Exercise objective: Retype every line of the records exactly.

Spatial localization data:
+ + +

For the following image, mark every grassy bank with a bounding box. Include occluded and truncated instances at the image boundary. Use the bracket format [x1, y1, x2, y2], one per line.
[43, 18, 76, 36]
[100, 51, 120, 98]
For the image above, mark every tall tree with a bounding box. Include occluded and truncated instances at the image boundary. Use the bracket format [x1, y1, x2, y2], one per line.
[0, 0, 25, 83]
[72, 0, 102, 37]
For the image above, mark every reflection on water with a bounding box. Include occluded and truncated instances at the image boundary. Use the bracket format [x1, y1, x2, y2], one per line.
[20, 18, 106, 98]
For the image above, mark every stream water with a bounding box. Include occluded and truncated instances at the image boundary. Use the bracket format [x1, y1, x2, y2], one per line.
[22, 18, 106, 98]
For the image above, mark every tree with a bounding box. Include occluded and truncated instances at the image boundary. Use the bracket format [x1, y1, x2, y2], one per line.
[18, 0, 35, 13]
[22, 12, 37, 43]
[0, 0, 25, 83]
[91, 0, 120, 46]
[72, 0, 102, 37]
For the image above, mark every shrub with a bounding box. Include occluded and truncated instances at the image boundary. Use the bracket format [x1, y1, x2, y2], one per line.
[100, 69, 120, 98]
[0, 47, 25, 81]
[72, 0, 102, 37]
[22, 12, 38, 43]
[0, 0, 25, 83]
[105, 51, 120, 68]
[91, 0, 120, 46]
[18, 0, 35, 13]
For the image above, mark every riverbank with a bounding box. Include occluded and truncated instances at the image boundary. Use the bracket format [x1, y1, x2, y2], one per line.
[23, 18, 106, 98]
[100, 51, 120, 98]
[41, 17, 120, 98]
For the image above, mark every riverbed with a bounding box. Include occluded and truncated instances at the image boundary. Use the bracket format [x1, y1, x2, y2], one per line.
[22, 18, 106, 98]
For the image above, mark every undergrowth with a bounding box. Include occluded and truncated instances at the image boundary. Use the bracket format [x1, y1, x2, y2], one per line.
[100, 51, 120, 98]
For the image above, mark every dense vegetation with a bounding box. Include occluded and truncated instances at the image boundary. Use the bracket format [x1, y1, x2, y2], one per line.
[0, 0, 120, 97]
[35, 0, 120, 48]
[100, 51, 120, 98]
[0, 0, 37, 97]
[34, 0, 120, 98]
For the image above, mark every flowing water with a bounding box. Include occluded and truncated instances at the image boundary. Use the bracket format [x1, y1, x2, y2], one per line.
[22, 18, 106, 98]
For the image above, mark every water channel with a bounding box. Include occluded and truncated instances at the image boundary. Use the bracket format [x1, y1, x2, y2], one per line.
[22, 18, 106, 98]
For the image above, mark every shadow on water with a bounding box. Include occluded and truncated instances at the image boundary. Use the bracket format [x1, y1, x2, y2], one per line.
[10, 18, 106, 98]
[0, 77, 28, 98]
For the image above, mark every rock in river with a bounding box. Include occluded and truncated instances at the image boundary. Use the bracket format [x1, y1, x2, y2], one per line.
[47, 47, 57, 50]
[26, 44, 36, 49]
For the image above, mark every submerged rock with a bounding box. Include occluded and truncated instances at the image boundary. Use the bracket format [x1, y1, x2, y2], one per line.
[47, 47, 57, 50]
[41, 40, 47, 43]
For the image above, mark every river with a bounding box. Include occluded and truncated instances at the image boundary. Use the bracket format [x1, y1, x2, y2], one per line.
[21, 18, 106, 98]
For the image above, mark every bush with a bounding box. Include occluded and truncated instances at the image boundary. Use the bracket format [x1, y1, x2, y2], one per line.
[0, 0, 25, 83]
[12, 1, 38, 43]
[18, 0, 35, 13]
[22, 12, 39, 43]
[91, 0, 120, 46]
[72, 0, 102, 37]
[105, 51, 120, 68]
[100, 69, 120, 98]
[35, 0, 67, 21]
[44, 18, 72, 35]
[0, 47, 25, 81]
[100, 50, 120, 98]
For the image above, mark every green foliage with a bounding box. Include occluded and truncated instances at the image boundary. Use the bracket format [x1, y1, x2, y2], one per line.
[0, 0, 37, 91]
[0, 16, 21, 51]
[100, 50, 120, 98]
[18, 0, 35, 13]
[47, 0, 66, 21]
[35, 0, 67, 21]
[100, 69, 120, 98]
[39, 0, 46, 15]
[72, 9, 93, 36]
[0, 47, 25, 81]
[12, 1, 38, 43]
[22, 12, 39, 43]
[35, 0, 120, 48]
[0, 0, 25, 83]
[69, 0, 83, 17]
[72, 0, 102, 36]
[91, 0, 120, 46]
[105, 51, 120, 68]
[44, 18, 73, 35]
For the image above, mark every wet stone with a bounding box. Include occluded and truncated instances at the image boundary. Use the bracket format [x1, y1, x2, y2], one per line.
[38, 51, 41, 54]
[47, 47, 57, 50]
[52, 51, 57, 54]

+ + +

Completed exercise:
For the following image, mark every grassy bank with a bounding box. Include occluded and truncated instances at the image boundary. Use the bracket format [x1, y1, x2, y2], one per line.
[43, 18, 76, 36]
[100, 51, 120, 98]
For the image above, mark every tall tree with a bounding box. Include occluded and truncated instances at the image boundary. Use the bracket format [x1, y1, x2, y2], one per line.
[0, 0, 25, 83]
[72, 0, 102, 37]
For the image above, mark every reflection on water with a bounding box. Include occluded and truncated instances at the image boundary. Use the bracket format [x1, y1, x2, y2], one per line.
[20, 18, 106, 98]
For the image above, mark every stream water with a bounding box. Include occluded and truncated instances at the image boundary. Use the bracket format [x1, y1, x2, y2], one per line.
[22, 18, 106, 98]
For the image above, mark every tree with a bounding box. Include occluded and truncated instances at the image boundary. Use the bracket format [x1, y1, x2, y2], one per line.
[18, 0, 35, 13]
[22, 12, 37, 43]
[0, 0, 25, 83]
[91, 0, 120, 46]
[72, 0, 102, 37]
For the image above, mark every shrub with a bounding box. Include occluded and truncated instances at the image boundary. Use the bracket format [x1, y1, x2, y2], one per line.
[100, 69, 120, 98]
[0, 47, 25, 81]
[72, 0, 102, 37]
[22, 12, 38, 43]
[0, 0, 25, 83]
[105, 51, 120, 68]
[91, 0, 120, 46]
[18, 0, 35, 13]
For the image above, mark every riverbank with a bounding box. Include occluded and truncated instances at the image boundary. Use the bracket format [x1, y1, x2, y2], one per line.
[23, 18, 106, 98]
[100, 51, 120, 98]
[41, 17, 120, 98]
For the image above, mark every riverbed with a bounding box. Include occluded and truncated instances at the image boundary. Use the bracket format [x1, y1, x2, y2], one per line.
[22, 18, 106, 98]
For the image above, mark every undergrowth with a bounding box. Include occluded and truncated instances at the image boundary. Use the bracket format [x1, y1, x2, y2], one per line.
[100, 51, 120, 98]
For the image above, mark every dense vegetation with a bounding box. Include occluded and truncated instances at the image boundary. Use the bracket format [x1, y1, x2, y2], one per line.
[0, 0, 120, 97]
[35, 0, 120, 48]
[100, 51, 120, 98]
[0, 0, 37, 97]
[34, 0, 120, 98]
For the image above, mark every flowing water with a bounding box. Include occluded and truncated instances at the image boundary. Use the bracket format [x1, y1, x2, y2], one per line.
[22, 18, 106, 98]
For the image above, mark every water channel with a bounding box. Include occluded and truncated instances at the image boundary. Use the bracket format [x1, y1, x2, y2], one per line.
[22, 18, 106, 98]
For the image above, mark every shadow on water with a bounding box. Include occluded and truncated instances at the image boundary. Use the bracket format [x1, y1, x2, y2], one per line.
[10, 18, 106, 98]
[0, 77, 28, 98]
For the image above, mark every rock in river with a bounding box. Include occluded and truncated instances at the image boundary. Use the bracket format [x1, y1, x2, y2], one per line.
[47, 47, 57, 50]
[26, 44, 36, 49]
For the image above, mark every submerged rock with a bounding box. Include occluded and truncated instances at the image boundary. Use the bracket format [x1, y1, x2, y2], one per line.
[47, 47, 57, 50]
[41, 40, 47, 43]
For the image above, mark every river with a bounding box. Include occluded and truncated instances at the image boundary. Use the bracket format [x1, y1, x2, y2], one per line.
[21, 18, 106, 98]
For the image above, mark every bush with a bounding box. Include occluded and truncated instances at the image boundary. Use the bracket format [x1, y1, x2, y2], one per line.
[0, 0, 25, 83]
[12, 1, 38, 43]
[18, 0, 35, 13]
[22, 12, 39, 43]
[91, 0, 120, 46]
[72, 0, 102, 37]
[105, 51, 120, 68]
[100, 69, 120, 98]
[35, 0, 67, 21]
[44, 18, 72, 35]
[0, 47, 25, 81]
[100, 50, 120, 98]
For the image above, mark every green foliage with a bounding box. Include occluded and truncated instances at the image boundary. Use the bracket format [x1, y1, x2, y2], one per line.
[0, 0, 37, 91]
[0, 16, 21, 51]
[100, 50, 120, 98]
[18, 0, 35, 13]
[47, 0, 66, 21]
[35, 0, 67, 21]
[100, 69, 120, 98]
[39, 0, 46, 15]
[72, 9, 93, 36]
[0, 47, 25, 81]
[12, 1, 38, 43]
[22, 12, 39, 43]
[35, 0, 120, 48]
[0, 0, 25, 83]
[69, 0, 83, 17]
[72, 0, 102, 36]
[91, 0, 120, 46]
[105, 51, 120, 68]
[44, 18, 73, 35]
For the image above, mark every wet stone with a bounding box. Include occluded and truncated instances at the image boundary. Use the bracket format [x1, y1, x2, y2], one per line.
[38, 51, 41, 54]
[47, 47, 57, 50]
[52, 51, 57, 54]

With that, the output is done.